◆ PARTI DELL'ESERCIZIO
a) Aggiorna l'articolo su Cassano riscrivendo tutto il passo che va da "Il diverbio con" fino a "Gentile e Garrone.", con "Mancini" al posto di "Garrone".
b) Traduci in inglese questa frase dell'articolo su Cassano: "Un capitolo di uno sterminato libro di amori e litigi, che comprende, tra gli altri, anche Totti, Capello, Gentile e Garrone."

◆ ESTRATTO DEL DOCUMENTO
********************

L’ultima Cassanata – l’ennesimo capitolo dell’eterna lotta tra un uomo instabile e il calciatore geniale che lo abita -, oltre ad aprire la porta a una ridda di interrogativi sul futuro del talento barese – una telenovela preriscaldata buona per tenere occupata qualche redazione sportiva – fa strada anche a una visione retrospettiva della carriera di Antonio Cassano.
Il diverbio con Stramaccioni, infatti, pone fine a una storia d’amore nata – quando Cassano giocava ancora nel Milan – con quel “benebene, Strama”, che aveva fatto del giovane coach interista un personaggio catodico, ma non è altro che una nuova ricaduta di Fantantonio nella malattia della sua natura autodistruttiva. Un capitolo di uno sterminato libro di amori e litigi, che comprende, tra gli altri, anche Totti, Capello, Gentile e Garrone.
E a riderne, oggi, o forse a sogghignare dietro un sigaro, potrebbe esserci Marcello Lippi, crocifisso in sala stampa per non averlo convocato ai Mondiali del 2010. Come andò a finire la tremenda spedizione italiana in terra sudafricana è storia nota, ma forse il tempo potrebbe essere stato galantuomo anche su questo col nostro ex commissario tecnico.

********************

◆ DATI FORNITI
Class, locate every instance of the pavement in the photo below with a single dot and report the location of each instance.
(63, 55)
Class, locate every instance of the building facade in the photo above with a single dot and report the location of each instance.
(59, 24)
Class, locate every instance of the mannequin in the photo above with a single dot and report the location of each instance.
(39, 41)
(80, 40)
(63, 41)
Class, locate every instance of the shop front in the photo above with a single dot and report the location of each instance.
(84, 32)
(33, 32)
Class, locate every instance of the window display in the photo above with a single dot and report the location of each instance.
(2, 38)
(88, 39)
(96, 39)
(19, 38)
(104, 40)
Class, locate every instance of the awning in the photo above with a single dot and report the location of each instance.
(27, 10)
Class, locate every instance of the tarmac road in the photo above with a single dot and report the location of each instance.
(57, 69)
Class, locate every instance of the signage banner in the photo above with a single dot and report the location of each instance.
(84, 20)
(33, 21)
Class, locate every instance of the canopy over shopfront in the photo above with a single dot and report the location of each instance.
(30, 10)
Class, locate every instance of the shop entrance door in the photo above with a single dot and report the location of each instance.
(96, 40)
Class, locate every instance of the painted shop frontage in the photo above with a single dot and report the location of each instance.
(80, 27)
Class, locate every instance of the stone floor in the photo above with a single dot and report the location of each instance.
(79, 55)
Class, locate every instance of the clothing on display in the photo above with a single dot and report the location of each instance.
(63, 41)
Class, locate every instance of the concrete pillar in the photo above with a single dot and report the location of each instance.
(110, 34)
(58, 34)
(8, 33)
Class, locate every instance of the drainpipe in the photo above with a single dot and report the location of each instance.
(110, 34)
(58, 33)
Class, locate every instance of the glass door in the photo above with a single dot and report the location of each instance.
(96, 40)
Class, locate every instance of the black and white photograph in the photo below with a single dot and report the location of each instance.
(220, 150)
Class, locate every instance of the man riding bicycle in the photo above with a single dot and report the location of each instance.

********************

◆ RISPOSTE SCRITTE
a)
Il diverbio con Stramaccioni, infatti, pone fine a una storia d’amore nata – quando Cassano giocava ancora nel Milan – con quel “benebene, Strama”, che aveva fatto del giovane coach interista un personaggio catodico, ma non è altro che una nuova ricaduta di Fantantonio nella malattia della sua natura autodistruttiva. Un capitolo di uno sterminato libro di amori e litigi, che comprende, tra gli altri, anche Totti, Capello, Gentile e Mancini.

b) A chapter in an endless book of loves and quarrels, which also includes, among others, Totti, Capello, Gentile and Garrone.